_Prompt_
As you restate the entries, keep every word intact and leave out whatever images they hold.

_Stored dataset items_
# # # # # # #

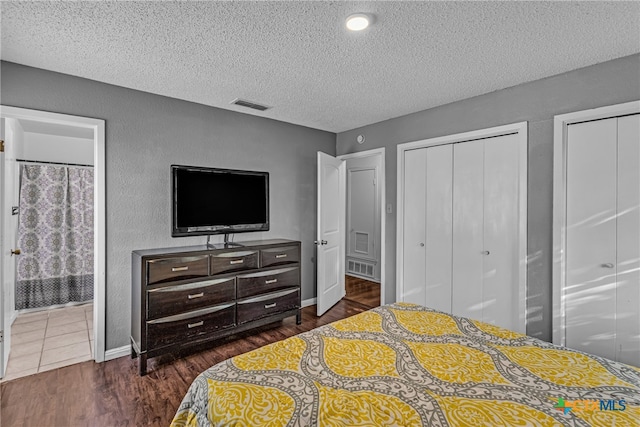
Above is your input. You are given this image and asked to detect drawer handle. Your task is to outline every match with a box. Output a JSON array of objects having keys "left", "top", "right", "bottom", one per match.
[
  {"left": 275, "top": 254, "right": 287, "bottom": 259},
  {"left": 188, "top": 321, "right": 204, "bottom": 328},
  {"left": 265, "top": 279, "right": 278, "bottom": 284},
  {"left": 188, "top": 292, "right": 204, "bottom": 299},
  {"left": 172, "top": 266, "right": 189, "bottom": 272},
  {"left": 264, "top": 303, "right": 277, "bottom": 309},
  {"left": 229, "top": 259, "right": 244, "bottom": 265}
]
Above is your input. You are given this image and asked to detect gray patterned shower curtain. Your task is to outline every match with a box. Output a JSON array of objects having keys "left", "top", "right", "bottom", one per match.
[{"left": 15, "top": 164, "right": 94, "bottom": 310}]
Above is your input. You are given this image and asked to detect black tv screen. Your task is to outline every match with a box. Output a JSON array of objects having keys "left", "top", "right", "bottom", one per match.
[{"left": 171, "top": 165, "right": 269, "bottom": 237}]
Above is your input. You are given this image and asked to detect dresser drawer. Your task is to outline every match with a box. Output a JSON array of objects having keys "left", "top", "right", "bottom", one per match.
[
  {"left": 147, "top": 277, "right": 235, "bottom": 319},
  {"left": 146, "top": 303, "right": 235, "bottom": 349},
  {"left": 210, "top": 250, "right": 258, "bottom": 275},
  {"left": 237, "top": 288, "right": 299, "bottom": 324},
  {"left": 260, "top": 246, "right": 300, "bottom": 268},
  {"left": 147, "top": 255, "right": 209, "bottom": 285},
  {"left": 236, "top": 267, "right": 299, "bottom": 299}
]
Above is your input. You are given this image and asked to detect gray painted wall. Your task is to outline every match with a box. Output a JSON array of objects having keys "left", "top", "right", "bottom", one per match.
[
  {"left": 337, "top": 53, "right": 640, "bottom": 341},
  {"left": 1, "top": 61, "right": 335, "bottom": 350}
]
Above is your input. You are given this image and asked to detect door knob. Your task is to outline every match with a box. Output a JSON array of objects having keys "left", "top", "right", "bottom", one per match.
[
  {"left": 314, "top": 240, "right": 328, "bottom": 245},
  {"left": 482, "top": 250, "right": 490, "bottom": 255},
  {"left": 11, "top": 248, "right": 21, "bottom": 256},
  {"left": 602, "top": 263, "right": 614, "bottom": 268}
]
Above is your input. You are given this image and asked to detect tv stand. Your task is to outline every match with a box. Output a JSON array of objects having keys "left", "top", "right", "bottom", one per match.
[{"left": 205, "top": 233, "right": 244, "bottom": 249}]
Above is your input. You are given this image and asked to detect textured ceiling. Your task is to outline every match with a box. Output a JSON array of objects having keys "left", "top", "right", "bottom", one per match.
[{"left": 1, "top": 1, "right": 639, "bottom": 133}]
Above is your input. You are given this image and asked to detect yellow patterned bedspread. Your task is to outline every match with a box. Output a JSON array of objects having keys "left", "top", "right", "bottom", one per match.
[{"left": 171, "top": 303, "right": 640, "bottom": 426}]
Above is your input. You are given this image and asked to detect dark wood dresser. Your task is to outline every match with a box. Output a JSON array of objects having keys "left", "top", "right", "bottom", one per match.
[{"left": 131, "top": 239, "right": 301, "bottom": 375}]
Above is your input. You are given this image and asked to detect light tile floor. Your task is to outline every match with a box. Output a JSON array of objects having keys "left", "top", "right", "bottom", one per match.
[{"left": 1, "top": 303, "right": 93, "bottom": 382}]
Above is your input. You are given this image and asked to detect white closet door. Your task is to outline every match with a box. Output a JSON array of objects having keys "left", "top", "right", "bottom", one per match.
[
  {"left": 401, "top": 148, "right": 427, "bottom": 304},
  {"left": 452, "top": 140, "right": 484, "bottom": 321},
  {"left": 483, "top": 135, "right": 522, "bottom": 331},
  {"left": 425, "top": 144, "right": 453, "bottom": 313},
  {"left": 565, "top": 118, "right": 617, "bottom": 361},
  {"left": 616, "top": 114, "right": 640, "bottom": 366}
]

# # # # # # #

_Task answer_
Above is your input. You are given this image and asked to detect drawer handle. Your task is to outline every match with a box. Output a JSON array of objects having keys "left", "top", "right", "bottom", one per match.
[
  {"left": 275, "top": 254, "right": 287, "bottom": 259},
  {"left": 188, "top": 321, "right": 204, "bottom": 328},
  {"left": 265, "top": 279, "right": 278, "bottom": 284},
  {"left": 188, "top": 292, "right": 204, "bottom": 299},
  {"left": 172, "top": 266, "right": 189, "bottom": 272},
  {"left": 264, "top": 303, "right": 277, "bottom": 309},
  {"left": 229, "top": 259, "right": 244, "bottom": 265}
]
Above is your input. You are given this image and asked to detect gray patterned shower curtain. Your task is to outline every match with a box. Output a JSON array of objects having keys "left", "top", "right", "bottom", one per match.
[{"left": 15, "top": 164, "right": 94, "bottom": 310}]
Above is your input. You are given this image and asked to detect black tv screen. Your task is to outline every match with a box. Output a JSON array of objects having keys "left", "top", "right", "bottom", one per match.
[{"left": 171, "top": 165, "right": 269, "bottom": 237}]
Above is your input. You are given this image and asked to detect dresser drawer. Your task is to outline every match with a box. Output a JSON array of objects having keys "left", "top", "right", "bottom", one per match.
[
  {"left": 147, "top": 277, "right": 235, "bottom": 319},
  {"left": 146, "top": 303, "right": 235, "bottom": 349},
  {"left": 210, "top": 250, "right": 258, "bottom": 275},
  {"left": 237, "top": 288, "right": 299, "bottom": 324},
  {"left": 260, "top": 246, "right": 300, "bottom": 268},
  {"left": 147, "top": 255, "right": 209, "bottom": 285},
  {"left": 236, "top": 267, "right": 299, "bottom": 299}
]
Above is your input. You are given this image and asked to detect gray painted wall. Your task is to outline every match with a box. Output a JSON array of objects having keys "left", "top", "right", "bottom", one per match.
[
  {"left": 337, "top": 53, "right": 640, "bottom": 341},
  {"left": 1, "top": 61, "right": 335, "bottom": 350}
]
Above is your input. You are given this image and asked to detect door knob. Your task is to outline every match with a box. Output a JSON array of objects having keys "left", "top", "right", "bottom", one per match.
[
  {"left": 314, "top": 240, "right": 328, "bottom": 245},
  {"left": 482, "top": 250, "right": 490, "bottom": 255},
  {"left": 11, "top": 248, "right": 21, "bottom": 256},
  {"left": 602, "top": 263, "right": 614, "bottom": 268}
]
Above is your input. You are given this image and asked to detect tv stand. Your task is to outline every match with a box. Output a JSON array of objects having keys "left", "top", "right", "bottom", one per match.
[{"left": 205, "top": 233, "right": 244, "bottom": 249}]
Above is your input. You are given this image and asked to detect textured ceiling. Your task is to outline every match with a box. Output a JSON array of objects having keys "left", "top", "right", "bottom", one per match.
[{"left": 1, "top": 1, "right": 639, "bottom": 133}]
Above is your input. You are given this image and asked to detect yellow patterned bedspread. Your task is to outline every match with a box. Output a JSON array of objects having keys "left", "top", "right", "bottom", one per match.
[{"left": 171, "top": 303, "right": 640, "bottom": 426}]
Above is your input. You are given this image and asked to detect dark wood dresser. Your task is to outline every match with a box. Output a JSON array of objects having keys "left", "top", "right", "bottom", one per match.
[{"left": 131, "top": 239, "right": 301, "bottom": 375}]
Above is your input. You are given this image and asked to detect light tile floor. Your task is to outline every match with a box. Output a JSON array of objects having keys "left", "top", "right", "bottom", one per match.
[{"left": 1, "top": 303, "right": 93, "bottom": 382}]
Above is your input. You are given this image and asked to detect white closet door. Your task is to outline every match with a box. Output a JSON array of objects having keys "left", "top", "right", "bottom", one per match.
[
  {"left": 401, "top": 148, "right": 427, "bottom": 304},
  {"left": 452, "top": 140, "right": 484, "bottom": 321},
  {"left": 483, "top": 135, "right": 522, "bottom": 331},
  {"left": 425, "top": 144, "right": 453, "bottom": 313},
  {"left": 565, "top": 118, "right": 617, "bottom": 361},
  {"left": 616, "top": 114, "right": 640, "bottom": 366}
]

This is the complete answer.